### Description of the task
Set down every entry exactly as it stands, omitting any picture.
═════ Task input
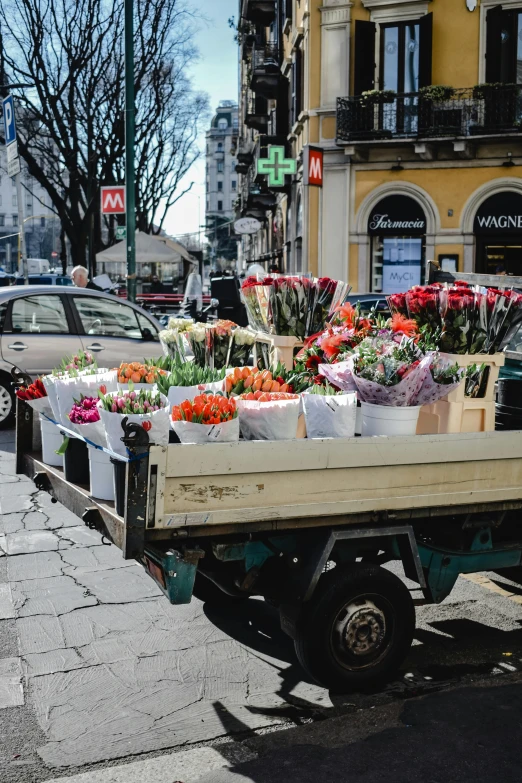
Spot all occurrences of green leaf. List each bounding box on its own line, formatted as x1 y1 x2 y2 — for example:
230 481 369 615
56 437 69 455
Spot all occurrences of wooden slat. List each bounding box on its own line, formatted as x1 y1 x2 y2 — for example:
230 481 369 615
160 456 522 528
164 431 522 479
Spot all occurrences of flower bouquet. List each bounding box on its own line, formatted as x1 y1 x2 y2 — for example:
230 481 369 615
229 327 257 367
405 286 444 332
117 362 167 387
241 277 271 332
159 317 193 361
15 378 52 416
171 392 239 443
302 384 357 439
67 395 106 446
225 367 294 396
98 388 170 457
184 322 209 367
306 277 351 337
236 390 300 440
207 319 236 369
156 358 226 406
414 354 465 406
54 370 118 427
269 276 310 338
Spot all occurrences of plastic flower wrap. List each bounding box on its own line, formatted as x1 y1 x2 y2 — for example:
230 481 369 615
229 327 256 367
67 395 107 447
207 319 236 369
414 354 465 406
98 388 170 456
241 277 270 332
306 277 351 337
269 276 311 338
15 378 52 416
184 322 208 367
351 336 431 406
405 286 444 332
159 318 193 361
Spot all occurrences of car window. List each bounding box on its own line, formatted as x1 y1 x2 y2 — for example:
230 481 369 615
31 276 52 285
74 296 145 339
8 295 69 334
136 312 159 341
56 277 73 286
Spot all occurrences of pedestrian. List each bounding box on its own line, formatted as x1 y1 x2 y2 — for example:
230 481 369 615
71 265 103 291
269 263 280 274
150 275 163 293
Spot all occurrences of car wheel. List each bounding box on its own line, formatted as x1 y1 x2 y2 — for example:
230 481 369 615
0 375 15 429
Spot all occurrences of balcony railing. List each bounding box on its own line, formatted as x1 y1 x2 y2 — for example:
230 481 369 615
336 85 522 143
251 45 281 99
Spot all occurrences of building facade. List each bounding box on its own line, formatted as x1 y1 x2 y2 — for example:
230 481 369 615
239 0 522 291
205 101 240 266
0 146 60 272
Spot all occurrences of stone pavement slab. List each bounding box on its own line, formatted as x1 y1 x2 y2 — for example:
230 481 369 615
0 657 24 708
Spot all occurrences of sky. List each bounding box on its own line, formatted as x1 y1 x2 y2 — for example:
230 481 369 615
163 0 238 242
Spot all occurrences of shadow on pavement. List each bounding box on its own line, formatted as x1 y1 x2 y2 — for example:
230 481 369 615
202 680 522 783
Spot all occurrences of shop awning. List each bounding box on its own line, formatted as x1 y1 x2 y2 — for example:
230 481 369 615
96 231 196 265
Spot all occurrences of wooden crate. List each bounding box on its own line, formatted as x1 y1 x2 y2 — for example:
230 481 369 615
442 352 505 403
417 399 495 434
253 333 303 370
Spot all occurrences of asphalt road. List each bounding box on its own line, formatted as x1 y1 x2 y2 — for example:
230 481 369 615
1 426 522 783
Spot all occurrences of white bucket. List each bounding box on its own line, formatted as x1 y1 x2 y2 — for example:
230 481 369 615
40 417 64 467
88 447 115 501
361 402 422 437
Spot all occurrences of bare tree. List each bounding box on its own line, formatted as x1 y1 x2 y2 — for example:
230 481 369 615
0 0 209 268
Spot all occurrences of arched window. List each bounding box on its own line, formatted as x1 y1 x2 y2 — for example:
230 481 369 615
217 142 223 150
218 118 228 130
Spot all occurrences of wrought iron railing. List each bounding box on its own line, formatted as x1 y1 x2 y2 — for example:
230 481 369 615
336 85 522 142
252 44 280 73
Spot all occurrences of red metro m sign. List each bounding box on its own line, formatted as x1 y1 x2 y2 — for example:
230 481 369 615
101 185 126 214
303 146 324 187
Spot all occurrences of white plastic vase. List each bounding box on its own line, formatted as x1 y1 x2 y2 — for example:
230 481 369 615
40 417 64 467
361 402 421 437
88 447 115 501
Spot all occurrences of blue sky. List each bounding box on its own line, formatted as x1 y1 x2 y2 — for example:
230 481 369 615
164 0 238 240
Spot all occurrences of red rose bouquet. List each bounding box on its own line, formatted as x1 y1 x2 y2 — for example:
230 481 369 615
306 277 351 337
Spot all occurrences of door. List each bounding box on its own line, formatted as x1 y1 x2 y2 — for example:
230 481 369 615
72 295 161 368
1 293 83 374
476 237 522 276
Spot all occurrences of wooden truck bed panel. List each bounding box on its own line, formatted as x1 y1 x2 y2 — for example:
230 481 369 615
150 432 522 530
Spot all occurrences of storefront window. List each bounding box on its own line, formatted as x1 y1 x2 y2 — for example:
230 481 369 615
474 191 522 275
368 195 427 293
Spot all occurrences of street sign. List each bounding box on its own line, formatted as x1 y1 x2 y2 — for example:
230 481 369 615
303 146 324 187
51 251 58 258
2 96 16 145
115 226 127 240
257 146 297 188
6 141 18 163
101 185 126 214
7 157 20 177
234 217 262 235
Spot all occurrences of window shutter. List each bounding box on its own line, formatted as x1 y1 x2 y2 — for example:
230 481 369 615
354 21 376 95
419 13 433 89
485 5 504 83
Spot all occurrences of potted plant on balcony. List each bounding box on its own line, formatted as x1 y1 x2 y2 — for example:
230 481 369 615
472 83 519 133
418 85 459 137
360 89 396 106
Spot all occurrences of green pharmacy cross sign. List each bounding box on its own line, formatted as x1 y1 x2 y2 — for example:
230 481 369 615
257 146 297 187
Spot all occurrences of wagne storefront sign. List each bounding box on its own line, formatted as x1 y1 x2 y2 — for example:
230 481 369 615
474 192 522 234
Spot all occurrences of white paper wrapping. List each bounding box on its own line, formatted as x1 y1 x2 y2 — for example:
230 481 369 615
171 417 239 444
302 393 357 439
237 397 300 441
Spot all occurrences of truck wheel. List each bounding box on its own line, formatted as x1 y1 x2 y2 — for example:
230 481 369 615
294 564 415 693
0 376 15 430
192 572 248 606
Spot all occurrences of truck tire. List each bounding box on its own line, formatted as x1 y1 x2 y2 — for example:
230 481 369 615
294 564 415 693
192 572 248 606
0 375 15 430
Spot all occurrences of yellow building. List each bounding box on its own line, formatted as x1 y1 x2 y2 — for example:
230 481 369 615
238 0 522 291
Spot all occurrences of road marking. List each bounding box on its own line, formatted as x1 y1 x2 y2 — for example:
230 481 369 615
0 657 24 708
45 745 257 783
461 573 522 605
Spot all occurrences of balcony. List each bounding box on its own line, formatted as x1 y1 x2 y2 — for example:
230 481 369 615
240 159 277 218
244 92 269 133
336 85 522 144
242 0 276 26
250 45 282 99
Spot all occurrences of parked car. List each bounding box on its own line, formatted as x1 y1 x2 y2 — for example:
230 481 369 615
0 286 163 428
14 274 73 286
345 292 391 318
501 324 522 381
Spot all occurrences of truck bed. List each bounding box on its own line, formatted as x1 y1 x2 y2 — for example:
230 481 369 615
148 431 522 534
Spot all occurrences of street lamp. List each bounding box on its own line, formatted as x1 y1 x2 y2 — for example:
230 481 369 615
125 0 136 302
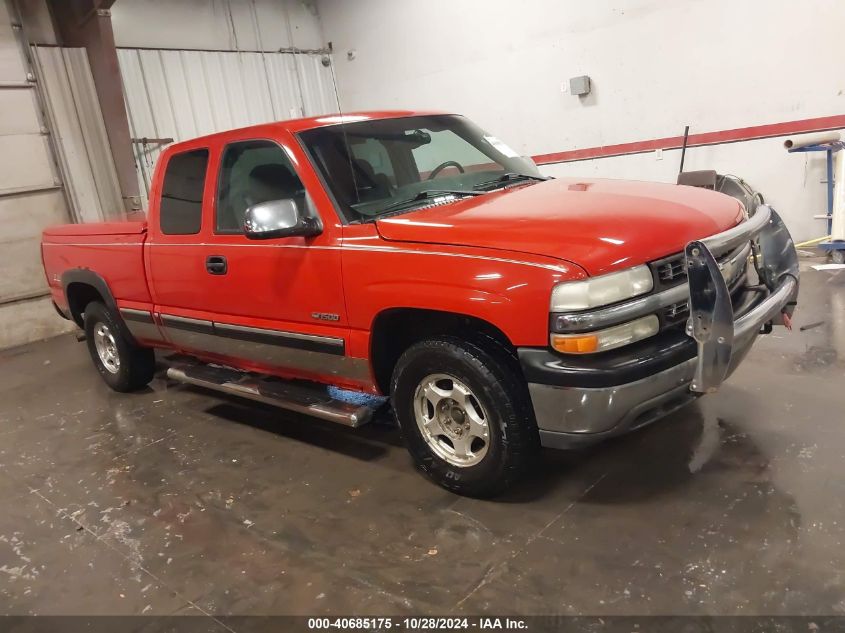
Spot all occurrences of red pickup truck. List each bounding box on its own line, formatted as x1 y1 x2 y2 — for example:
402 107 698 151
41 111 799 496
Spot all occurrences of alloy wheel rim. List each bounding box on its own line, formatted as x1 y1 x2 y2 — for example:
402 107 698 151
══════════
### Written solution
Spot all occurrences of green leaf. List each bounding box on its own line, formatted as x1 y1 x2 y2 — for example:
230 481 369 615
56 437 69 455
Spot all occurrences of wooden slat. List each bounding box on its own line, formatted as x1 y1 x2 y2 — for example:
230 481 369 615
160 456 522 528
164 431 522 479
Spot all occurrences of flower bouquet. List each bounding box on its own line, formatted as x1 y1 x2 y2 — for example:
230 481 369 615
229 327 257 367
405 286 444 332
117 362 167 387
241 277 271 332
159 317 193 361
15 378 52 416
171 392 239 443
302 384 357 439
67 395 106 446
225 367 294 396
98 388 170 457
184 322 209 367
306 277 351 337
236 390 300 440
207 319 236 369
156 358 226 406
414 354 465 406
54 370 118 427
269 276 310 338
Spot all occurrences of plastic flower wrap. List each bounding box on its own line, formatted as x1 y1 x2 y2 — for example:
230 481 369 615
229 327 256 367
67 395 107 447
207 319 236 369
414 354 465 406
98 388 170 456
241 277 270 332
306 277 351 337
269 276 311 338
15 378 52 416
184 322 208 367
351 336 431 406
405 286 444 332
159 318 193 361
Spot all occurrences of car window. List each bounding box on its own line, formatted as x1 y1 x2 y2 — for example:
230 481 369 615
31 276 52 285
74 296 145 339
8 295 69 334
136 312 159 341
56 277 73 286
Spot all occurrences of pedestrian. List each bounding box on its own line, formatted as x1 y1 x2 y2 — for example:
230 481 369 615
71 265 103 291
269 263 280 274
150 275 163 293
Spot all occurrences of car wheel. List each bounding box on its own line, formatted as x1 y1 x2 y2 — for example:
230 481 369 615
0 375 15 429
Spot all occurrences of balcony railing. List each bounding box on its own line, formatted as x1 y1 x2 y2 — for example:
230 481 369 615
336 85 522 143
251 45 281 99
Spot all occurrences of building facade. List each bounding box on its own line, formatted as x1 y1 x2 y2 — for example:
230 481 369 615
239 0 522 291
205 101 240 266
0 146 60 272
Spot all occurrences of stone pavement slab. List each bounding box on its own line, formatted as x1 y1 x2 y2 — for example:
230 481 369 615
0 657 24 708
Spot all occurrences of sky. List each bounding box on its own line, formatted as x1 y1 x2 y2 — for example:
230 481 369 615
163 0 238 242
Spot all occurrences of shadow on pavement. List each bounding box on its own line, formatted as x1 y1 x2 y2 — for example:
230 481 369 615
202 680 522 783
Spot all occurrences of shop awning. List each bounding box on its own line, formatted as x1 y1 x2 y2 — for example:
230 481 369 615
96 231 196 265
Spot all occurrences of wooden crate. List each bounding box on its own line, formatted as x1 y1 x2 y2 — for example:
230 481 369 615
442 352 505 403
417 399 495 434
253 333 303 370
Spot all occurrences of asphalt road. List each bounding box on its own line, formatted as x1 y1 x2 y2 — for example:
230 481 369 615
1 426 522 783
Spot all occurrences of white bucket. List each bounding box on its own line, formatted as x1 y1 x2 y2 — for example:
230 481 369 615
40 417 64 467
88 447 115 501
361 402 422 437
Spot all occurrences of bare tree. List each bounding box on its own line, formatted as x1 y1 x2 y2 — for example:
230 481 369 615
0 0 209 268
Spot all occurrences of arched window. List each bounding box on its own line, formatted as x1 y1 x2 y2 — for example:
230 481 369 615
217 142 223 150
218 118 228 130
Spot all occurrences of wrought iron railing. List each bounding box on its own line, formatted as x1 y1 x2 y2 — for example:
230 481 369 615
336 85 522 142
252 44 280 73
Spot all occurrences of red metro m sign. List each bounding box on its own line, formatted as x1 y1 x2 y2 — for example:
230 481 369 615
101 185 126 214
303 146 324 187
Spot all occurrences of white plastic vase. List each bounding box on its own line, formatted as x1 y1 x2 y2 — for example:
230 481 369 615
40 417 64 467
361 402 421 437
88 447 115 501
Spot all occurrences of blue sky. List each bounding box on its own line, formatted as x1 y1 x2 y2 — for example:
230 481 369 615
164 0 238 240
Spot all occurrences of red rose bouquet. List each bounding box on its own line, formatted as x1 y1 x2 y2 — for example:
230 481 369 615
306 277 351 337
Spot all occurrences of door. List each bounding box on its own line, formatted as x1 y1 x2 y2 — for example:
230 481 369 615
72 295 161 368
1 293 83 374
476 237 522 276
Spot all occurrences of wooden truck bed panel. List each bounding box on its own line, formatted as x1 y1 x2 y2 — for example:
230 481 369 615
150 432 522 530
Spot all occurrences of storefront window. List each bounding box on its own line, formatted as x1 y1 x2 y2 — for example:
230 481 369 615
474 191 522 275
368 195 427 293
Spot all occurrences of street sign. List each bounding box on its own line, formatted as x1 y1 x2 y2 — for example:
230 481 369 615
303 146 324 187
51 251 58 258
2 96 16 145
115 226 127 240
257 146 297 188
6 141 18 163
101 185 126 214
7 157 20 177
234 217 262 235
Spot all occurrences of window shutter. List each bounding box on its own line, formatted as x1 y1 x2 y2 — for example:
230 481 369 615
354 21 376 95
419 13 433 89
485 5 504 83
Spot all occurrences of potted plant on balcony. List each bounding box on its own line, formatted as x1 y1 x2 y2 — for example:
230 481 369 615
472 83 519 133
418 85 459 137
360 89 396 106
Spot all occurrences of green pharmacy cross sign. List each bounding box on its own line, formatted as x1 y1 x2 y2 — for example:
230 481 369 615
257 146 297 187
Spot all occurrences of wagne storefront sign. List each bounding box on its own line, formatted as x1 y1 x2 y2 — for example:
230 481 369 615
474 192 522 234
Spot all occurrences of white paper wrapping. List each bounding box on its own line, formatted as x1 y1 x2 y2 — for example:
230 481 369 615
171 417 239 444
302 393 357 439
237 397 300 441
Spot all occurrences of truck wheel. List each bounding box on its own line, formatted as x1 y1 x2 y2 — for example:
230 481 369 615
294 564 415 693
0 376 15 430
192 572 248 606
Spot all occurrences of truck tire. List each bounding box on its own line, formatted as x1 y1 x2 y2 — for example:
230 481 369 615
294 564 415 693
192 572 248 606
0 375 15 430
Spot all occurrences of yellow building. List each bounding box on its own line, formatted as x1 y1 x2 y2 — for example:
230 481 369 615
238 0 522 291
Spot all occurrences of road marking. List each bounding box on its own line, formatted as x1 y1 x2 y2 — for example:
230 481 369 615
0 657 24 708
45 745 257 783
461 573 522 605
Spot all occurrences of balcony. List each bounding box on its own line, formatted as x1 y1 x2 y2 — for example:
230 481 369 615
240 159 277 218
244 92 269 133
336 85 522 144
242 0 276 26
250 45 282 99
Spot all occurrences of parked car. List each bounding box on its own line, formatted as x1 y1 x2 y2 — for example:
230 481 369 615
0 286 163 428
14 274 73 286
345 292 391 318
501 324 522 381
Spot all occurrences of truck bed. List each bounding box on its own line, formatted as x1 y1 x2 y2 — for example:
230 481 369 615
148 431 522 534
Spot all occurrences of street lamp. List each bounding box on its own line, formatted as x1 y1 x2 y2 — for example:
230 481 369 615
125 0 136 302
Spot all occurrences of red pickup truck. List each bounding box on its own line, formatted as x1 y1 x2 y2 — for example:
402 107 698 151
41 111 799 496
Spot all occurrences of alloy wheel rim. List each bounding box on its own line, formatted as x1 y1 x2 y2 — for example:
402 107 698 151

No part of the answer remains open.